Referring expression pointing data
::::
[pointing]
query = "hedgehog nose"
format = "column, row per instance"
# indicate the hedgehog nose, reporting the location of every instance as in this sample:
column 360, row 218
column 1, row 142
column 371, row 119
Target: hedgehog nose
::::
Work to complete =
The records above should be duplicated in full, exactly as given.

Output of the exercise =
[pointing]
query = "hedgehog nose"
format = "column, row per instance"
# indicate the hedgehog nose, reporting the location of every instance as in this sample:
column 360, row 218
column 1, row 142
column 371, row 119
Target: hedgehog nose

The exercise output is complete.